* What is required *
The listing below must be repeated word for word, with its images excluded.

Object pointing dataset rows
====================

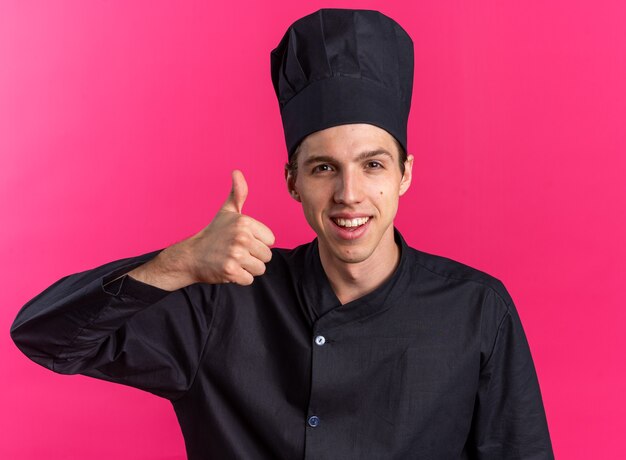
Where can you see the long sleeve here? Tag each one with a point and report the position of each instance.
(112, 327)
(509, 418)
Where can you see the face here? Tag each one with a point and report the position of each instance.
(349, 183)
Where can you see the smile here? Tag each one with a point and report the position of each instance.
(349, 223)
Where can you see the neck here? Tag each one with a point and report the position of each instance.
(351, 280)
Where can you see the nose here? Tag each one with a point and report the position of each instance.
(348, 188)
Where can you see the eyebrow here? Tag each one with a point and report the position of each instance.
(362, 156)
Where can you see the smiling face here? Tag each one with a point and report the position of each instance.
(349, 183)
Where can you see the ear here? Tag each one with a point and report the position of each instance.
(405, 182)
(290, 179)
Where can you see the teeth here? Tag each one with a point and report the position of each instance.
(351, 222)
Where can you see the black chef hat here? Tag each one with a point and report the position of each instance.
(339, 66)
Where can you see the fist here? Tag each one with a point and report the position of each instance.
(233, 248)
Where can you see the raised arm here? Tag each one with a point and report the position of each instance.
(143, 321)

====================

* Task output *
Where can you see the long sleeve here? Tag each one with a point and report the position of each instance.
(112, 327)
(509, 418)
Where can you see the face here? Tag each one with a point and report the position of each instance.
(349, 183)
Where can you see the smile here? Tag each one with a point and report the position of each instance.
(349, 223)
Where can you see the neck here? Tag each one with a point and report the position of each instance.
(351, 280)
Where can you see the nose here? Tag each one with a point and report the position of each instance.
(348, 188)
Where can you see the eyebrow here? Tag each one with a point and report the position of each instance.
(362, 156)
Where can you see the smiling face here? Tag each one with a point and report the position of each instance.
(349, 183)
Where can you see the ear here? Tag each one with a point and report the position of each instance.
(405, 182)
(290, 179)
Where can you see the teeth here? Tag each one with a point and report the position of each instance.
(351, 222)
Where can you see the black chef hat here? Tag each one with a point and report the position of each instance.
(339, 66)
Where can you see the fist here? Tag each one with a point and report the position of each instance.
(233, 248)
Where can you see the raised arm here? Tag each one with a point and report the position of each instance.
(143, 321)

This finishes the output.